■ Requirement ■
Omit the images. Copy each entry word for word.

** START OF Data to use **

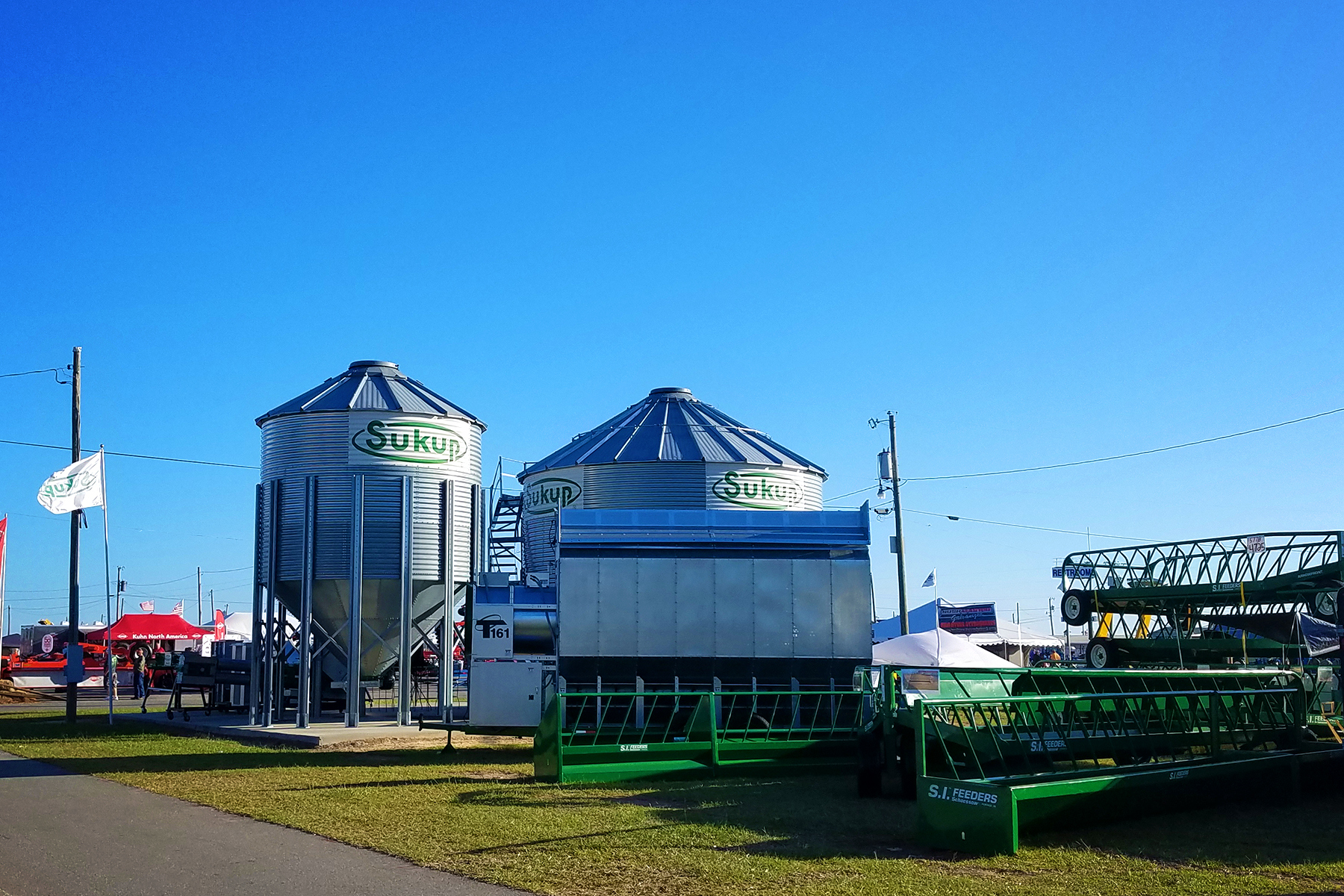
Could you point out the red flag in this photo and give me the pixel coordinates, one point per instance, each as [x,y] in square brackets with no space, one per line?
[4,528]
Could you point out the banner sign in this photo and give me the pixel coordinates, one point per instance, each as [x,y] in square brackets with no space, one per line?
[974,618]
[1073,573]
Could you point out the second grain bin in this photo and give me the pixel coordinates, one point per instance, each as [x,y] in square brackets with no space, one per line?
[667,452]
[367,512]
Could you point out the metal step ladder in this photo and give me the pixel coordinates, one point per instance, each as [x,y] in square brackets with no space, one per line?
[505,546]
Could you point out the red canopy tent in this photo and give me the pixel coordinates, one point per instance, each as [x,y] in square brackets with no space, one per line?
[151,626]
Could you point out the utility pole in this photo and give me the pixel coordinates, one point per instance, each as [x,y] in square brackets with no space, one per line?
[75,516]
[898,543]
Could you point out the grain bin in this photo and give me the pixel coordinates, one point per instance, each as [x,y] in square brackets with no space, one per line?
[376,460]
[665,452]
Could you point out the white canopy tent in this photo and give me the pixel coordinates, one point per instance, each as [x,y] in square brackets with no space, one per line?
[936,649]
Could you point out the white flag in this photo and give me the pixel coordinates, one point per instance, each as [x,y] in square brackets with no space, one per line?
[77,487]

** END OF Data to use **

■ The reply ■
Could you point out the red flag in this photo and give me the pixel coordinates, one point per instance, each as [x,y] in square brackets with no space, one per line?
[4,528]
Could you point out the banner sign in this photo and give me the pixel coordinates, one point per instance, each as [x,y] in square brackets with no space, one per line?
[974,618]
[1073,573]
Could you point out the second grain bin in this photo and give me the pixel coordinates, one point per instance, each as [x,y] in square brackets with no space, one per line?
[667,452]
[367,512]
Could you point out the metal step ladder in this photo and give me the pixel coordinates, one point per instance, each as [x,y] in square brackets with no space, one per line?
[505,546]
Could you point out the red canopy tent in this photo and give me the pixel coordinates, one point per instance, each as [x,y] in square brackets with no space, one per line?
[151,626]
Could you point out the utility pole in this photo and give me the pixel coordinates, one point per instance, each as [x,y] in square brackets with no space, one per line?
[75,516]
[898,543]
Could you point out the grain bin in this photo and give me the pixel coordinates, one point per instance, each as [x,y] in square brackets with no space, one per line?
[376,460]
[665,452]
Could you point out the white canopy tent in this photo and give me the pixel coordinates, one point per instance, each as [x,y] in square brackets with no space, one per line?
[936,649]
Could you point out the white flag in this photo and give me the pixel coordinates, one point per instance, each as [x,y] in square brackets with no space, one per line?
[77,487]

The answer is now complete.